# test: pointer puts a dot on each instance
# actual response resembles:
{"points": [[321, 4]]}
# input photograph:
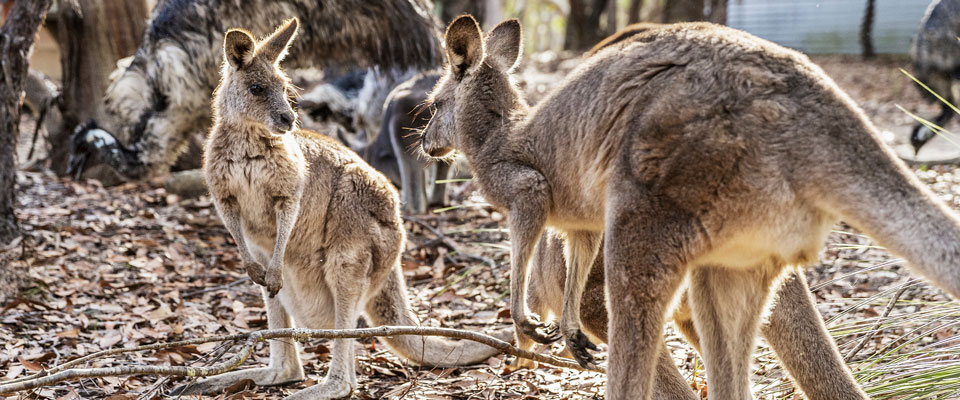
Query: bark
************
* **Exercise goal**: Render the entries above as a Markdown table with two columns, Row and Line, giving each non-blank line its own row and a row number. Leave the pictures out of the table.

* **Solved problem**:
| Row | Line |
|---|---|
| 1 | # test: pointer puts a dot on each instance |
| 2 | # actual response resembles: |
| 3 | {"points": [[321, 4]]} |
| 4 | # input photograph: |
| 5 | Query: bark |